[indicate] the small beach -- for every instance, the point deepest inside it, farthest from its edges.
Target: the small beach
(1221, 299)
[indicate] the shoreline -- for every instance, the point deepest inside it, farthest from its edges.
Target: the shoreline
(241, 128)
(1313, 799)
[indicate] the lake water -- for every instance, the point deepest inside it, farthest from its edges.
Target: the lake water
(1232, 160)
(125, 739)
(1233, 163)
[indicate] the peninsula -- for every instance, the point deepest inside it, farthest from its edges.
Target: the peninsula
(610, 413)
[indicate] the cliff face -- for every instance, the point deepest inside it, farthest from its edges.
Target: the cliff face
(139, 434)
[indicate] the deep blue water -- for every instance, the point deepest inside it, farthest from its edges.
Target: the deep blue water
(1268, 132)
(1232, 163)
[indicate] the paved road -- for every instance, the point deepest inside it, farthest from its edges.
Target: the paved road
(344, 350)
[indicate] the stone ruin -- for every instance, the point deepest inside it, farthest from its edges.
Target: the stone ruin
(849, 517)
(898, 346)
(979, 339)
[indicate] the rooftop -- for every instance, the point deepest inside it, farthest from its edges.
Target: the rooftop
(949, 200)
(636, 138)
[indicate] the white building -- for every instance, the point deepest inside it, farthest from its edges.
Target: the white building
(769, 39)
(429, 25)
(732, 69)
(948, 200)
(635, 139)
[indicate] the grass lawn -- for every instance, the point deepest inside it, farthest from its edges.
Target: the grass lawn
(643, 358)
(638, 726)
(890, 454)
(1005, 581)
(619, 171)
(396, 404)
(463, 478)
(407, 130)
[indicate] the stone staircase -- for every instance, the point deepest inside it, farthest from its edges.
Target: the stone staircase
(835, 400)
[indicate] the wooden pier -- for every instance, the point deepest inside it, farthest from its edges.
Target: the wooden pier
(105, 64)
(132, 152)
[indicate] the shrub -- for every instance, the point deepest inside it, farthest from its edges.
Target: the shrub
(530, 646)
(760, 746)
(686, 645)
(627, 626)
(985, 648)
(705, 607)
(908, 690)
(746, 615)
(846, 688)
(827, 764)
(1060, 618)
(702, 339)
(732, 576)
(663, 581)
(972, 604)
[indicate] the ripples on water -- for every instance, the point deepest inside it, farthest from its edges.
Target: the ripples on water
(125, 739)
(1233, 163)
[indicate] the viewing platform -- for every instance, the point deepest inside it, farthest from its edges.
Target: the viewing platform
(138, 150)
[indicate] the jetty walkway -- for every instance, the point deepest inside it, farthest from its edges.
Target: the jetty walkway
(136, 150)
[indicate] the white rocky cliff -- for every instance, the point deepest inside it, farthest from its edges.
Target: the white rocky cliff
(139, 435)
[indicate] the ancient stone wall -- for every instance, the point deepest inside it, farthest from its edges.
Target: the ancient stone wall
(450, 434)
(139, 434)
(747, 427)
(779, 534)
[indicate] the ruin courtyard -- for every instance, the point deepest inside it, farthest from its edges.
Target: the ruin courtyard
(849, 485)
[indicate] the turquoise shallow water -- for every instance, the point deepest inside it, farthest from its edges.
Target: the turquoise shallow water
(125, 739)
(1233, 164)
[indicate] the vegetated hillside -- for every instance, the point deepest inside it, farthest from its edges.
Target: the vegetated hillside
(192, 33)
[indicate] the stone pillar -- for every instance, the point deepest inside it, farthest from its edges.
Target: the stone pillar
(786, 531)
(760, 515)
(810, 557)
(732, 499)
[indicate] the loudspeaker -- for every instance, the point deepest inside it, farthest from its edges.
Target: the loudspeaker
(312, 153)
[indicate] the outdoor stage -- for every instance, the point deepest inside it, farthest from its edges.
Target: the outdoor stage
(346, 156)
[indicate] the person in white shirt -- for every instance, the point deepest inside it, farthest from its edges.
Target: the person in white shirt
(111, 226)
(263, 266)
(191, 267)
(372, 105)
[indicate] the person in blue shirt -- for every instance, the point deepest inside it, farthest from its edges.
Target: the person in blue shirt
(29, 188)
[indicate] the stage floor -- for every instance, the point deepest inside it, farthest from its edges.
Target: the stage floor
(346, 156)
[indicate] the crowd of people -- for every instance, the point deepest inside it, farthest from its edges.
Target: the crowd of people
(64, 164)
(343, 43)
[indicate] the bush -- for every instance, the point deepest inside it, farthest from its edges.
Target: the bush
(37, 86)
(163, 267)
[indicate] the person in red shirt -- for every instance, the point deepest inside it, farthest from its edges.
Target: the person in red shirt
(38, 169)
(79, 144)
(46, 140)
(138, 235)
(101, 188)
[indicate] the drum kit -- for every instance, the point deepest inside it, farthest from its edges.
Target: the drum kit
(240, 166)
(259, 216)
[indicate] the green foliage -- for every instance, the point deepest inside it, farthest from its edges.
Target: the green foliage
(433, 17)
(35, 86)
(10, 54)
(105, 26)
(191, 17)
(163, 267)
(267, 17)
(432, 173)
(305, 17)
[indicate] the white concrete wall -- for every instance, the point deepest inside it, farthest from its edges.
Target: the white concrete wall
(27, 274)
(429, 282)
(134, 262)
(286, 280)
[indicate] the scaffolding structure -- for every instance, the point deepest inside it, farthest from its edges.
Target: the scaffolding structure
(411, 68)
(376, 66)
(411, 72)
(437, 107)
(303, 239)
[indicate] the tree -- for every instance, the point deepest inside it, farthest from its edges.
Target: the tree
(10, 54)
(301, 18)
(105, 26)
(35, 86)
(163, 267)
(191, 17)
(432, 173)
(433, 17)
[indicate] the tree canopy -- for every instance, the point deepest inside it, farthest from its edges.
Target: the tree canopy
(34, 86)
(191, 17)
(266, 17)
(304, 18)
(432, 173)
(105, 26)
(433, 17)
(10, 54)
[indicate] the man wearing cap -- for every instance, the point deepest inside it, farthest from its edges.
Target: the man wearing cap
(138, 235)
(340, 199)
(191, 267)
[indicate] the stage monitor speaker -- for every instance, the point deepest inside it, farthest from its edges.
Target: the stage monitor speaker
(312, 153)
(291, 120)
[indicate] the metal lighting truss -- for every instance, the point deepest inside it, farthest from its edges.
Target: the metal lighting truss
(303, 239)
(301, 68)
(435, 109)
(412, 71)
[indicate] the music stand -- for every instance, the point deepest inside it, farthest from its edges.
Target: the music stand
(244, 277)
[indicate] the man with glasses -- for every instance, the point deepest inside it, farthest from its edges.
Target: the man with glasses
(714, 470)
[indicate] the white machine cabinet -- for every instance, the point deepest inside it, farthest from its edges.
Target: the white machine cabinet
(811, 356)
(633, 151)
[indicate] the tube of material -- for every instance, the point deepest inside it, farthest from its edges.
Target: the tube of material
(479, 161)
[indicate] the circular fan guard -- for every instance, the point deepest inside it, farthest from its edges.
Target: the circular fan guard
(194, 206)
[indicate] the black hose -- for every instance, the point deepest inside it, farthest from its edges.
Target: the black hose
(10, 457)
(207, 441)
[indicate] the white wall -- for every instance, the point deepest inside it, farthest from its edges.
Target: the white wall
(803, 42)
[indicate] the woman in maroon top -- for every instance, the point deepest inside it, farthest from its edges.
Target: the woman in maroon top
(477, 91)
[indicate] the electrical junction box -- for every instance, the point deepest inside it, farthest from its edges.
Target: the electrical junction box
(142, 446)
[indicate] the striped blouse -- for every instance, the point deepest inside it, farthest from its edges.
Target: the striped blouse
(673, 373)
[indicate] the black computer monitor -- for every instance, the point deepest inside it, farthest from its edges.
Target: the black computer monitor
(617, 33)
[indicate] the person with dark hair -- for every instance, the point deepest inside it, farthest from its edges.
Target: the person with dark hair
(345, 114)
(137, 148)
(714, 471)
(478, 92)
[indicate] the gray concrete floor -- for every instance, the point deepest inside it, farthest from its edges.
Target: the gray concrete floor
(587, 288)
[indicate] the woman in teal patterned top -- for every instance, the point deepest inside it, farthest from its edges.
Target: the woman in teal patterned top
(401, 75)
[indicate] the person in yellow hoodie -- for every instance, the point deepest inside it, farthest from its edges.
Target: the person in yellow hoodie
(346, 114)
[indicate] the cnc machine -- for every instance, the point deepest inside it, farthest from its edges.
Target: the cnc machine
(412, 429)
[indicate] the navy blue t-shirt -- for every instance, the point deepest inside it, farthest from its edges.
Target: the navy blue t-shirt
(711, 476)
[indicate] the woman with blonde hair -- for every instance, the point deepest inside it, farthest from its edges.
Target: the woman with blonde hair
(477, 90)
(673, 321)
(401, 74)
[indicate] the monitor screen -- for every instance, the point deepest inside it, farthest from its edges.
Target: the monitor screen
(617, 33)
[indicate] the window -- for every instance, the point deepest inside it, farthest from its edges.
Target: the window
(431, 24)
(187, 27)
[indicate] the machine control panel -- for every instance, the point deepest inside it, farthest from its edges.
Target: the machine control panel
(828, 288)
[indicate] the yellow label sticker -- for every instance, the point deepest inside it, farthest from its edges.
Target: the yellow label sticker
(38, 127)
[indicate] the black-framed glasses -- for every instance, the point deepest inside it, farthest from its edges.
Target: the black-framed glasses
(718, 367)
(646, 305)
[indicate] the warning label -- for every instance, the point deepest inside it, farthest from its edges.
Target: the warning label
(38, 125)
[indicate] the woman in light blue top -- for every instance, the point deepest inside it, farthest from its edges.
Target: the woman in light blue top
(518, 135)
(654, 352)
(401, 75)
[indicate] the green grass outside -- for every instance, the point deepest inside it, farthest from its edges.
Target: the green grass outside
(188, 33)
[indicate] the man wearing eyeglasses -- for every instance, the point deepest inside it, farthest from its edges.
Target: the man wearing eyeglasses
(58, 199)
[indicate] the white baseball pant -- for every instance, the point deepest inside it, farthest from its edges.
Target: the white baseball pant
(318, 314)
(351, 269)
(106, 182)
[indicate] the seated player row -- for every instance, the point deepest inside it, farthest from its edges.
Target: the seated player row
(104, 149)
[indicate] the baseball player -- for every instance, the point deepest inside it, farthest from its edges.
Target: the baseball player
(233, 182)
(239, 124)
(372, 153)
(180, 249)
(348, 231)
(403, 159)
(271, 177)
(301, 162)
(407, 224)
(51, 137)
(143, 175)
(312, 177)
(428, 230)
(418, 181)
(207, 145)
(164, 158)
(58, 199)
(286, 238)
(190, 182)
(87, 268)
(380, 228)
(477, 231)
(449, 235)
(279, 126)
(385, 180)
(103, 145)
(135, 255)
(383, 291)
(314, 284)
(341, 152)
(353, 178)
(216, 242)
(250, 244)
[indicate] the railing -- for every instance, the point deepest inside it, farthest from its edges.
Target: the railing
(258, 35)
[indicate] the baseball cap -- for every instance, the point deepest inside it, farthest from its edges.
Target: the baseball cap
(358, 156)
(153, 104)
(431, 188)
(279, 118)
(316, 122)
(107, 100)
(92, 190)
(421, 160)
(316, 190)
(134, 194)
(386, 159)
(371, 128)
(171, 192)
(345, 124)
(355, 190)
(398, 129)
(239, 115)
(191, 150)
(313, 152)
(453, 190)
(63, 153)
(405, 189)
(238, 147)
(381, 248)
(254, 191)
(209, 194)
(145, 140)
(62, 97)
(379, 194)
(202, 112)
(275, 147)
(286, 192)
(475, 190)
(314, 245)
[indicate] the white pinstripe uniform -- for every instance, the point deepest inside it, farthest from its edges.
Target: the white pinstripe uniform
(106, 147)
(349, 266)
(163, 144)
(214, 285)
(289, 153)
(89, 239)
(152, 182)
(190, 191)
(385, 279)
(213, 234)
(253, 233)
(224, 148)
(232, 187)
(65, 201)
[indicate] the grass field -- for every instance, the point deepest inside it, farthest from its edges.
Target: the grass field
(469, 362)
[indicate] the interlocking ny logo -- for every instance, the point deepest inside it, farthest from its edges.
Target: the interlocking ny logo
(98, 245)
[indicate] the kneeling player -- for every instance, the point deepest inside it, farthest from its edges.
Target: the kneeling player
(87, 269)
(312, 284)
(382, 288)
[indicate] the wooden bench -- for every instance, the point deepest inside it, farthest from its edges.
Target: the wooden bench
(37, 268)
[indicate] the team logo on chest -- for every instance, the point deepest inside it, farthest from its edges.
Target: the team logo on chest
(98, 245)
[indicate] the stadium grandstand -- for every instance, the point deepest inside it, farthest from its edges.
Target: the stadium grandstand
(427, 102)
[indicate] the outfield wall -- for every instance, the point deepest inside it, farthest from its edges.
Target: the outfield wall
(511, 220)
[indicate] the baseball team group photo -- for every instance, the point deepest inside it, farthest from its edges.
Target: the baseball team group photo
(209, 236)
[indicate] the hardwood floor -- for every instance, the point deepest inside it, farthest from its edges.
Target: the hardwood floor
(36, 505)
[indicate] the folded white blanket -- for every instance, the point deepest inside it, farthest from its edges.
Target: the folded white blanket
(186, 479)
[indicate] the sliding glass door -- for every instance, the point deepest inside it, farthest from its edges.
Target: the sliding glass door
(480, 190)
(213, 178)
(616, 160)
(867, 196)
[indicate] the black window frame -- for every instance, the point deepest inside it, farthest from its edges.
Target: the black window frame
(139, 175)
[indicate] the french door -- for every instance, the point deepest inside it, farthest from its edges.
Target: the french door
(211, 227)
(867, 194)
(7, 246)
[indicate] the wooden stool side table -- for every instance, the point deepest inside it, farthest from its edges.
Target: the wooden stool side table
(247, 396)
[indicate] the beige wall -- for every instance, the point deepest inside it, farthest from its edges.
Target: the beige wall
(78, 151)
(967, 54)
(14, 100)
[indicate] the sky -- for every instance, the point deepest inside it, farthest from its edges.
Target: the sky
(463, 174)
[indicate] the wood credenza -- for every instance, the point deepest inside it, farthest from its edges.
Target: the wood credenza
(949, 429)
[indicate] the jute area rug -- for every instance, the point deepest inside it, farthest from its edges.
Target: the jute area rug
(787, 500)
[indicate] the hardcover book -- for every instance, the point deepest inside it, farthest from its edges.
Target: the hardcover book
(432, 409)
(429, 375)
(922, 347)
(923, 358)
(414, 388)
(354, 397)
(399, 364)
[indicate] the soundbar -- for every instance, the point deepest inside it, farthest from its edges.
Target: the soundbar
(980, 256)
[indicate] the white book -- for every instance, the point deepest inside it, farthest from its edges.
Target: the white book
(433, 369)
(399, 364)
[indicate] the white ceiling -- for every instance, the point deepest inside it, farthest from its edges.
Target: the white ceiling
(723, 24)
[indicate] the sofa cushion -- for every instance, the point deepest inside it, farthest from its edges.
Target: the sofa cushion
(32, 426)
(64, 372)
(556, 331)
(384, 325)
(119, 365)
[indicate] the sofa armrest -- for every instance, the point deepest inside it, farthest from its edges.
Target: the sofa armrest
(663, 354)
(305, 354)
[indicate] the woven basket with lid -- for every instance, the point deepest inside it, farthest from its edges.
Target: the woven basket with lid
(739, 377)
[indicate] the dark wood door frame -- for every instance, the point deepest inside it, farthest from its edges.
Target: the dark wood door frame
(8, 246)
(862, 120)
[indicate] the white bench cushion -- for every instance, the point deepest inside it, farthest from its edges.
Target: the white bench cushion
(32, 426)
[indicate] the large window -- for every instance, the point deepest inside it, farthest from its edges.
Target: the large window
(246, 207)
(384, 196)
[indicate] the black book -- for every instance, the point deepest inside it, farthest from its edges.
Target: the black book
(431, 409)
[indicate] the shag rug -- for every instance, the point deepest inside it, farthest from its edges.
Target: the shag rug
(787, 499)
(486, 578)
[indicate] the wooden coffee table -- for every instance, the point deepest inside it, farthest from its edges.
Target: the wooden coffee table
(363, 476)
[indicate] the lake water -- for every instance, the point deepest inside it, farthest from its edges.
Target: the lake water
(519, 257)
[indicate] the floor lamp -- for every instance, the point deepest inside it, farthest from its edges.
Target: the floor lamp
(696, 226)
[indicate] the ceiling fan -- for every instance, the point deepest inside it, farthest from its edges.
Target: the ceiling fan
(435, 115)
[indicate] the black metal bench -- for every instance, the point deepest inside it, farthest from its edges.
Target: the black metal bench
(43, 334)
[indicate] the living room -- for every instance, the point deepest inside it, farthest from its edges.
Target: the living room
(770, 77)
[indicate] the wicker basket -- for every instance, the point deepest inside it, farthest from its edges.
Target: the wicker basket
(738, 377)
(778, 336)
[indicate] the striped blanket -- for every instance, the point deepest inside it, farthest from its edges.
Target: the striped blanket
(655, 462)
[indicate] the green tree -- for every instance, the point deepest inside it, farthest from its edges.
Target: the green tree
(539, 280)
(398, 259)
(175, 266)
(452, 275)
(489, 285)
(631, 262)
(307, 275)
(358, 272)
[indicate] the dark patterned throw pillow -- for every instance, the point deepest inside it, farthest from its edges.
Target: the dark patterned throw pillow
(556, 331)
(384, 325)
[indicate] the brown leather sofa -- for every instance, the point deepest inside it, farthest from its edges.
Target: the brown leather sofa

┄┄┄┄┄┄┄┄┄┄┄┄┄┄┄┄┄┄┄┄

→ AIM OF THE TASK
Starting at the line that contains "[indicate] the living", copy each line exactly through the end of the listing above. Include that first line and the last one, and add nothing.

→ WRITTEN ANSWER
[indicate] the living room -- for every instance, the point deepest inside it, farthest from its edges.
Target: the living room
(770, 77)
[indicate] the wicker basket -- for every instance, the point deepest inside it, farthest from its edges.
Target: the wicker basket
(738, 377)
(778, 336)
[indicate] the striped blanket -- for every instance, the point deepest inside it, farthest from its edges.
Target: the striped blanket
(655, 462)
[indicate] the green tree -- for every instance, the point deepest inside it, farthest from its edges.
Target: the green tree
(539, 280)
(398, 259)
(175, 266)
(452, 275)
(489, 285)
(631, 262)
(307, 275)
(358, 272)
[indicate] the dark patterned throw pillow -- for every instance, the point deepest inside it, farthest from its edges.
Target: the dark patterned throw pillow
(556, 331)
(384, 325)
[indicate] the brown leather sofa -- for every instance, the point deepest inside it, farthest from its edges.
Target: the brown leather sofa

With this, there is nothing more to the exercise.